* begin Exercise data *
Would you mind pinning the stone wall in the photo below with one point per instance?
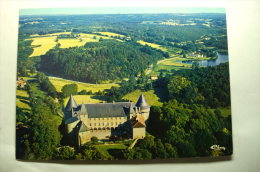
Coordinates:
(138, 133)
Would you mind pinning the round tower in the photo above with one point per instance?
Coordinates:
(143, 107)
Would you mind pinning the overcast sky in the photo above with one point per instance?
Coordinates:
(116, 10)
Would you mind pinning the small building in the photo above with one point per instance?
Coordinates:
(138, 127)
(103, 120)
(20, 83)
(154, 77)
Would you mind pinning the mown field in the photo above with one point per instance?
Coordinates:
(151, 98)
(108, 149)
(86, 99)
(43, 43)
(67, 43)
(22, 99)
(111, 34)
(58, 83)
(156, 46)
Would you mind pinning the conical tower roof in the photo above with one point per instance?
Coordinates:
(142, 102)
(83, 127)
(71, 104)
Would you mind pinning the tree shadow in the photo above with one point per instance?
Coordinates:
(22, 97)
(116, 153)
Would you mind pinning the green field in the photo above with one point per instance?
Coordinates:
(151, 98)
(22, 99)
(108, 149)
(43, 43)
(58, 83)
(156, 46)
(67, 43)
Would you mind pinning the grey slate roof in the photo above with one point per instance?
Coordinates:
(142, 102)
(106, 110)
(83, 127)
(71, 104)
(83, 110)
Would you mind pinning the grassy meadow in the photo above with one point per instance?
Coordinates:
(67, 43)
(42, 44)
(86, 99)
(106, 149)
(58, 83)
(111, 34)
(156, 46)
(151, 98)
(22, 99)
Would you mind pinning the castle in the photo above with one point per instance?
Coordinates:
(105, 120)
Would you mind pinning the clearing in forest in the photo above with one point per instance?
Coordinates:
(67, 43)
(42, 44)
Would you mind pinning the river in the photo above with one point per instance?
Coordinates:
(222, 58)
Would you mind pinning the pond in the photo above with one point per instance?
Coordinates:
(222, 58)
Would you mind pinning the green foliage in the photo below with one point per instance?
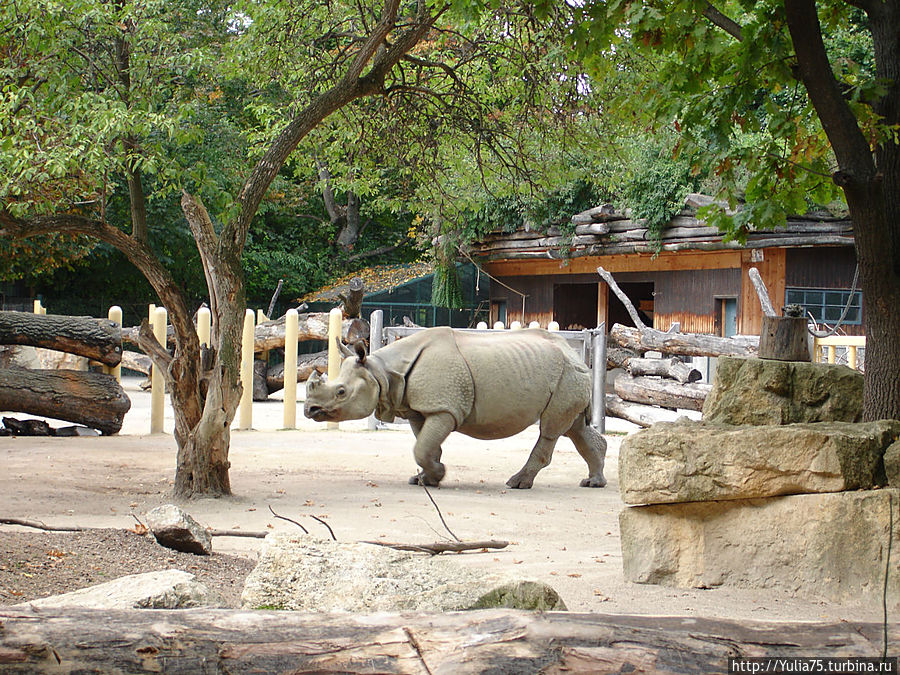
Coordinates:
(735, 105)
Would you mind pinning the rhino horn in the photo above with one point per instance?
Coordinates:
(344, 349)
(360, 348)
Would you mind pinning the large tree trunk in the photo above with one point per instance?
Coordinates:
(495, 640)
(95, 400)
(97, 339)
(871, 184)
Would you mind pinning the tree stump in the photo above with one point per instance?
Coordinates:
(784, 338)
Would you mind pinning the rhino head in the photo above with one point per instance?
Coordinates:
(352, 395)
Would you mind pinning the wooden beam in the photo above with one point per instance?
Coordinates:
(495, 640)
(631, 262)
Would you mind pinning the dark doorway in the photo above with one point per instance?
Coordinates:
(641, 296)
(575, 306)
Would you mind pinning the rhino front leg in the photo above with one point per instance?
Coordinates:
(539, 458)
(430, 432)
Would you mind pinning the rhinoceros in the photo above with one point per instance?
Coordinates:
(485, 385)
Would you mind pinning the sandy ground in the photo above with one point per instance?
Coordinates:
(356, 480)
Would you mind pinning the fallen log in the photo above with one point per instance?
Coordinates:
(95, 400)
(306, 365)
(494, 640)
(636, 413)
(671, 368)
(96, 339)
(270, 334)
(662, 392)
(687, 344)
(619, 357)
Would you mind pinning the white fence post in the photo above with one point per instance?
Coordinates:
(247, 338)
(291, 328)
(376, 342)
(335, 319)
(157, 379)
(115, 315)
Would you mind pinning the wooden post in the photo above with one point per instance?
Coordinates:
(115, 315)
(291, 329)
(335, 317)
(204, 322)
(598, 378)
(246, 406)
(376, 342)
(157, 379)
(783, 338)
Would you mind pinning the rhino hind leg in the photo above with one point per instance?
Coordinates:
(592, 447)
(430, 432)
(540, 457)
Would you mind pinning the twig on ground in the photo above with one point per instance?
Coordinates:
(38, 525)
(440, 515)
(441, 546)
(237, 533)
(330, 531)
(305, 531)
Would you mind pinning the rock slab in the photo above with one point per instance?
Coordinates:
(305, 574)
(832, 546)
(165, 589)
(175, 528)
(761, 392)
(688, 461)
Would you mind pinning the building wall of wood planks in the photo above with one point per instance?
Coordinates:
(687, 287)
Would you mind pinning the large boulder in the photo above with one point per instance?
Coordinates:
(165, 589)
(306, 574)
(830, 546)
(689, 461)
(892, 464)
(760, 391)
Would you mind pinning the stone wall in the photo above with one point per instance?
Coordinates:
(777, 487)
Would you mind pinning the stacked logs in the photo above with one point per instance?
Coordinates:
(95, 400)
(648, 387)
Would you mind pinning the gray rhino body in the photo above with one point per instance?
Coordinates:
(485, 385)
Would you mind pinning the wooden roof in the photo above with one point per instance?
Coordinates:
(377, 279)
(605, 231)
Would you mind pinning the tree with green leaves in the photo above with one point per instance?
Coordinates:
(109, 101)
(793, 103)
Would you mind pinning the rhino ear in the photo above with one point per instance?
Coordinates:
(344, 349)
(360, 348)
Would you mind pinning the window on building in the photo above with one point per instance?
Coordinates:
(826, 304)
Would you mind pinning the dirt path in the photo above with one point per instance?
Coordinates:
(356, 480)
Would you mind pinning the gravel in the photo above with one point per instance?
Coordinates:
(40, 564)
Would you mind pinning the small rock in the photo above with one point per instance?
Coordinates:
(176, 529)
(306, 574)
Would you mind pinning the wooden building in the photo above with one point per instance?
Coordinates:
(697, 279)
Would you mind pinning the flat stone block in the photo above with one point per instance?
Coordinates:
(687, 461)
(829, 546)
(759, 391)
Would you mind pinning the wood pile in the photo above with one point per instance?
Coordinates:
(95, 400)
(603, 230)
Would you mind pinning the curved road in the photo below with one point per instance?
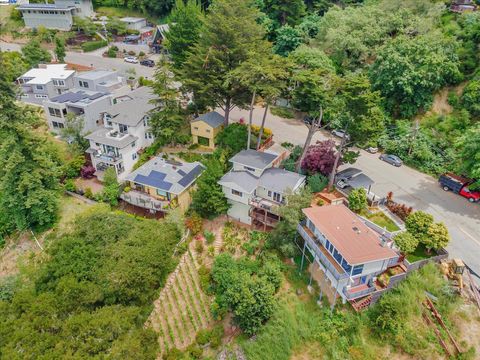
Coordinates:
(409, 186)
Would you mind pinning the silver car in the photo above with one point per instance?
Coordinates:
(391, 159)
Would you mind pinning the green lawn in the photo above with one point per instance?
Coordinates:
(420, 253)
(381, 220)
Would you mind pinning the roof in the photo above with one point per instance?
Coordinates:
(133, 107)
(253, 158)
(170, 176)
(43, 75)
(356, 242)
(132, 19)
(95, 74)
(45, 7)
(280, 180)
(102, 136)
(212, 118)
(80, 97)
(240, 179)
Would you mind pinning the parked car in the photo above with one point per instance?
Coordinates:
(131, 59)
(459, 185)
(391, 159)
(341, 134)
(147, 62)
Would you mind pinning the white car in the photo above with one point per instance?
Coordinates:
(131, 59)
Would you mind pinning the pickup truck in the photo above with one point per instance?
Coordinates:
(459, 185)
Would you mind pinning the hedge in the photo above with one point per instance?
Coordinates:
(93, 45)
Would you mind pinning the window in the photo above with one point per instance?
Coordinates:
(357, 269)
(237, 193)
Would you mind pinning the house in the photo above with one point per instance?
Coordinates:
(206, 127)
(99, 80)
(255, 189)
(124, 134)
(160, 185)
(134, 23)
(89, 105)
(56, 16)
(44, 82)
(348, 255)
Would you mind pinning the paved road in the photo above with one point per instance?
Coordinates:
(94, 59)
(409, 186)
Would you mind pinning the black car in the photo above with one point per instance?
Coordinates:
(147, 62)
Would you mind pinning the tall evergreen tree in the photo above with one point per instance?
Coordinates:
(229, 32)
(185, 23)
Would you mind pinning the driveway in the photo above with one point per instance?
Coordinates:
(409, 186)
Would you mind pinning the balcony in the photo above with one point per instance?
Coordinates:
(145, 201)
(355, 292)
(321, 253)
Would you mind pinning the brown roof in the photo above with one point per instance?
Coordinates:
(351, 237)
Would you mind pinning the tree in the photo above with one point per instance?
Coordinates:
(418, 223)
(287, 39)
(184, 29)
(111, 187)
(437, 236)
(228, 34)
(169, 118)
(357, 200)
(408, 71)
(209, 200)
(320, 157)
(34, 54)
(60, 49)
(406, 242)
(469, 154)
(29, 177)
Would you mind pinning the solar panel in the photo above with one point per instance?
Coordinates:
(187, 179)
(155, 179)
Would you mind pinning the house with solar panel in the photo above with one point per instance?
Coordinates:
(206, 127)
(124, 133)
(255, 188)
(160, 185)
* end Exercise data *
> [Stated task] Format the data between the line containing "Would you mind pinning the paved" and the end of the data, inclusive, as a JSON list of strings with one string per line and blank lines omitted.

> [Result]
[
  "Would you mind pinning the paved road in the photo above with one point per instance?",
  "Coordinates:",
  "(94, 59)",
  "(409, 186)",
  "Would you mind pinning the black car in the photo above with one point per instance?",
  "Coordinates:",
  "(147, 62)",
  "Would you mind pinning the tall evergreen tree in the photo above with one point per instance?",
  "Coordinates:",
  "(229, 32)",
  "(185, 23)",
  "Would you mind pinning the driveway in the photo above with one point per instance?",
  "Coordinates:",
  "(409, 186)",
  "Would you mind pinning the balcony in the photo above with one point per instance?",
  "Coordinates:",
  "(145, 201)",
  "(355, 292)",
  "(321, 253)",
  "Would you mind pinning the brown roof in the photo above with one point per instance?",
  "Coordinates:",
  "(351, 237)",
  "Would you mind pinning the tree in the photo above with one point per instance?",
  "Coordinates:",
  "(418, 223)",
  "(287, 39)",
  "(184, 29)",
  "(111, 187)",
  "(437, 236)",
  "(228, 34)",
  "(169, 118)",
  "(357, 200)",
  "(408, 71)",
  "(209, 200)",
  "(320, 157)",
  "(34, 54)",
  "(60, 49)",
  "(406, 242)",
  "(469, 154)",
  "(29, 177)",
  "Would you mind pinning the solar panel in the photo above with one point per instance?",
  "Coordinates:",
  "(187, 179)",
  "(155, 179)",
  "Would you mind pinning the house with solar panel in the photo above with one point per instance?",
  "Coordinates:",
  "(206, 127)",
  "(124, 133)",
  "(255, 188)",
  "(160, 185)"
]